● Work instructions
Below are records to transcribe exactly, without their pictures.

● Dataset records
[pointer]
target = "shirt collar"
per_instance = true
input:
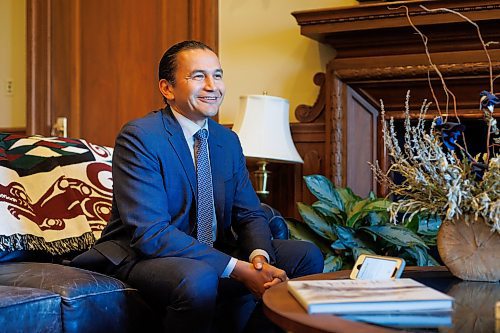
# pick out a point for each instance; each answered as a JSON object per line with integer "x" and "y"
{"x": 189, "y": 128}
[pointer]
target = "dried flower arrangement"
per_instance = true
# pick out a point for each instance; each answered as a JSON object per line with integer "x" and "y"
{"x": 442, "y": 178}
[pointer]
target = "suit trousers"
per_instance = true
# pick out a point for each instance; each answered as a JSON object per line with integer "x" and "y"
{"x": 192, "y": 298}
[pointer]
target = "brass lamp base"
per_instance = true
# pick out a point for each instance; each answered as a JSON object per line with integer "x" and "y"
{"x": 262, "y": 176}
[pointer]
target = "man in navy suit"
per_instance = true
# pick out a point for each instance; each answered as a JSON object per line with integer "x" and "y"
{"x": 151, "y": 240}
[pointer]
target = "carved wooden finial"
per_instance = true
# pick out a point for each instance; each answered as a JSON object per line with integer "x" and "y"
{"x": 306, "y": 113}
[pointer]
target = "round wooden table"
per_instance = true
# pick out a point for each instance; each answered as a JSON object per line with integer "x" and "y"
{"x": 286, "y": 312}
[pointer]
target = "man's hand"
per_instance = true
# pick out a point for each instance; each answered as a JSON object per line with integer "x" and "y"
{"x": 258, "y": 280}
{"x": 277, "y": 275}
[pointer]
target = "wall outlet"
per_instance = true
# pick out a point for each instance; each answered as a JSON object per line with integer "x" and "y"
{"x": 9, "y": 87}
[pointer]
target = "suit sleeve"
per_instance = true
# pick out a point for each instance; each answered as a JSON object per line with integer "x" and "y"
{"x": 249, "y": 221}
{"x": 142, "y": 202}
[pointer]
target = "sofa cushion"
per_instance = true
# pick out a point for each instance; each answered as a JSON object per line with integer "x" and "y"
{"x": 55, "y": 195}
{"x": 38, "y": 310}
{"x": 90, "y": 302}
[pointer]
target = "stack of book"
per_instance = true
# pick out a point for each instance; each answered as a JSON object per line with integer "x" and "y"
{"x": 397, "y": 303}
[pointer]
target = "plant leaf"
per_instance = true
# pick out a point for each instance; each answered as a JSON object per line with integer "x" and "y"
{"x": 330, "y": 211}
{"x": 396, "y": 234}
{"x": 316, "y": 222}
{"x": 338, "y": 245}
{"x": 347, "y": 195}
{"x": 300, "y": 231}
{"x": 356, "y": 213}
{"x": 323, "y": 189}
{"x": 357, "y": 251}
{"x": 332, "y": 264}
{"x": 429, "y": 225}
{"x": 421, "y": 256}
{"x": 348, "y": 237}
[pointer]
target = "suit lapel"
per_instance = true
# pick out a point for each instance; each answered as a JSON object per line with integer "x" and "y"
{"x": 179, "y": 144}
{"x": 216, "y": 147}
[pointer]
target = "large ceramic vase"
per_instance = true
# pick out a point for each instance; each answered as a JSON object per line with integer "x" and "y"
{"x": 469, "y": 249}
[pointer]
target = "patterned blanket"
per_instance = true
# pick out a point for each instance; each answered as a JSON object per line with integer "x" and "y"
{"x": 55, "y": 193}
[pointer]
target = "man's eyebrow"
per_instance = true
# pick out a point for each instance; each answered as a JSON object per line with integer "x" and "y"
{"x": 218, "y": 70}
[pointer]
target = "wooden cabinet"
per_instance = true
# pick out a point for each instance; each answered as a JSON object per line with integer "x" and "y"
{"x": 380, "y": 57}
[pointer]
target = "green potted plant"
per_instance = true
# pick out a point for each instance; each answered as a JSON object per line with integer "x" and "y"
{"x": 344, "y": 226}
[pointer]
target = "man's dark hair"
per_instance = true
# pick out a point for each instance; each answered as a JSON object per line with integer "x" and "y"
{"x": 168, "y": 63}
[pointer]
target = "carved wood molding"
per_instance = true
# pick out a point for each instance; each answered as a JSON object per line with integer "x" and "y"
{"x": 414, "y": 71}
{"x": 337, "y": 138}
{"x": 308, "y": 114}
{"x": 415, "y": 10}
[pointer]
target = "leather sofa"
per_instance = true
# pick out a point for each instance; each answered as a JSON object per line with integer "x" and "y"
{"x": 54, "y": 201}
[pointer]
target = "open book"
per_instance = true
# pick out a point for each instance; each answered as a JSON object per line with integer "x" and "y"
{"x": 367, "y": 296}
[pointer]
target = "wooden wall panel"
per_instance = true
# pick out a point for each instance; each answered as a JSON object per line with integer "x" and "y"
{"x": 360, "y": 139}
{"x": 95, "y": 62}
{"x": 119, "y": 68}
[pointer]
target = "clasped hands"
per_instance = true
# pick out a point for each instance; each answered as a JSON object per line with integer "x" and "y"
{"x": 258, "y": 275}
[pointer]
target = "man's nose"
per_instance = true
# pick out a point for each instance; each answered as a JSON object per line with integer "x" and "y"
{"x": 209, "y": 83}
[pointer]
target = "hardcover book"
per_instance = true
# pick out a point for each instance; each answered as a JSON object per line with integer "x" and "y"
{"x": 368, "y": 296}
{"x": 420, "y": 319}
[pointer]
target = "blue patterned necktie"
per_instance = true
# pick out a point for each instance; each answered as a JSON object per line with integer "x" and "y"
{"x": 205, "y": 205}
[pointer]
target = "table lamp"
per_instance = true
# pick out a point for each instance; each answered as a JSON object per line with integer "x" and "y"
{"x": 264, "y": 131}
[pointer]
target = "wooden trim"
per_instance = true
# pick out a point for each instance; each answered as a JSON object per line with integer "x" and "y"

● Task result
[pointer]
target = "shirt collar"
per_instance = true
input:
# pick out a point for each instance; each answered as a JSON object per line with integer "x" and "y"
{"x": 189, "y": 128}
[pointer]
target = "dried flower arrangement"
per_instance = true
# pick out a point for each instance; each answered as a JSON object per line with integer "x" and "y"
{"x": 442, "y": 178}
[pointer]
target = "suit trousers"
per_instance = true
# pick out a point for each instance; each answered as a JSON object per line with integer "x" and "y"
{"x": 192, "y": 298}
[pointer]
target = "brass lamp base"
per_instance = true
# pick out a point for each instance; each answered as a JSON object per line with integer "x" and "y"
{"x": 262, "y": 176}
[pointer]
target = "man in navy suit"
per_instance = true
# pick out a point for each instance; each answered as a JSON object per line with integer "x" and "y"
{"x": 151, "y": 240}
[pointer]
target = "carved wooden finial"
per_instance = true
# pick out a point for each instance; each answered as a JSON object per line with integer "x" and "y"
{"x": 306, "y": 113}
[pointer]
target = "round wooden table"
per_instance = true
# pick out a point for each instance; each answered as a JSON object per line with integer "x" and "y"
{"x": 286, "y": 312}
[pointer]
target = "man's hand"
per_instance = true
# pick out a point for each instance; each answered as a JSON object per line with integer "x" and "y"
{"x": 258, "y": 280}
{"x": 277, "y": 275}
[pointer]
target = "wall outlet"
per_instance = true
# pick out a point for each instance; each answered as a JSON object per line with integer "x" and "y"
{"x": 9, "y": 87}
[pointer]
target = "suit sleeve"
per_instance = true
# pick out a point for each instance; each answered as a JSON object per line with integer "x" and "y"
{"x": 249, "y": 221}
{"x": 142, "y": 202}
[pointer]
target = "sofa cushion"
per_instance = true
# pick out a point for each instance; each answered as a JSON object per line with integer "x" and "y"
{"x": 55, "y": 195}
{"x": 38, "y": 310}
{"x": 90, "y": 302}
[pointer]
target = "stack of book"
per_instance = true
# pick out a point for each instance; each answered as a JSON object per line with integer "x" and "y"
{"x": 397, "y": 303}
[pointer]
target = "plant leaf"
per_instance = true
# pick out a point for each instance; each answered as a JSON object per line with integer "x" and "y"
{"x": 330, "y": 211}
{"x": 396, "y": 234}
{"x": 316, "y": 222}
{"x": 338, "y": 245}
{"x": 347, "y": 195}
{"x": 300, "y": 231}
{"x": 356, "y": 213}
{"x": 323, "y": 189}
{"x": 357, "y": 251}
{"x": 332, "y": 264}
{"x": 429, "y": 225}
{"x": 421, "y": 256}
{"x": 348, "y": 237}
[pointer]
target = "suit lapel"
per_instance = true
# pick out a point for each instance; each answered as a JSON object per line with integer "x" and "y"
{"x": 179, "y": 144}
{"x": 216, "y": 147}
[pointer]
target = "large ceramic vase"
per_instance = true
# pick out a point for each instance; each answered as a JSON object per line with integer "x" and "y"
{"x": 469, "y": 249}
[pointer]
target = "patterned blanket"
per_instance = true
# pick out a point for each instance; each answered as a JSON object per line with integer "x" and "y"
{"x": 55, "y": 193}
[pointer]
target = "man's eyebrow"
per_instance = true
# pick out a point for each instance; each answered as a JSON object per line with integer "x" and "y"
{"x": 218, "y": 70}
[pointer]
target = "wooden cabinet"
per_instance = true
# pick out a point for each instance; each answered as a JSON object per line with integer "x" and "y"
{"x": 380, "y": 57}
[pointer]
target = "green potted plant"
per_instance = true
# pick out a point for each instance; each answered as a JSON object per line with integer "x" and "y"
{"x": 344, "y": 226}
[pointer]
target = "man's dark hair"
per_instance = true
# pick out a point for each instance; each answered as a JSON object per line with integer "x" and "y"
{"x": 168, "y": 63}
[pointer]
target = "carved wood molding"
per_instance = true
# pick out a point for each instance; each answered as a JSON object per line with integer "x" and "y"
{"x": 414, "y": 71}
{"x": 337, "y": 138}
{"x": 308, "y": 114}
{"x": 415, "y": 10}
[pointer]
target = "leather sofa"
per_instance = true
# pick out a point for each instance; each answered as a JSON object per line with integer "x" and "y"
{"x": 54, "y": 201}
[pointer]
target = "open book"
per_instance = true
# pick out a point for each instance; each answered as a JSON object per line with integer "x" and "y"
{"x": 367, "y": 296}
[pointer]
target = "wooden wall panel"
per_instance = true
# pick out a point for each instance; each answered as a JSON object per line with integer "x" and "y"
{"x": 360, "y": 139}
{"x": 95, "y": 62}
{"x": 119, "y": 68}
[pointer]
target = "clasped hands"
per_instance = true
# pick out a point for each instance; each answered as a JSON object per line with integer "x" and "y"
{"x": 258, "y": 275}
[pointer]
target = "man's nose"
per_instance = true
# pick out a point for each instance; each answered as a JSON object per line with integer "x" and "y"
{"x": 209, "y": 83}
[pointer]
target = "hardcover book"
per_instance = true
# pick out a point for each instance; each answered as a JSON object per line with integer "x" and "y"
{"x": 368, "y": 296}
{"x": 420, "y": 319}
[pointer]
target = "blue patterned necktie"
per_instance = true
# pick out a point for each instance; each answered as a JSON object per line with integer "x" and "y"
{"x": 205, "y": 205}
[pointer]
target = "table lamp"
per_instance = true
# pick out a point for each instance; each answered as a JSON object per line with integer "x" and "y"
{"x": 264, "y": 131}
[pointer]
target = "wooden trim"
per_instance = true
# pick out a point for each instance; each answered as a JSON object per line with integer "x" and "y"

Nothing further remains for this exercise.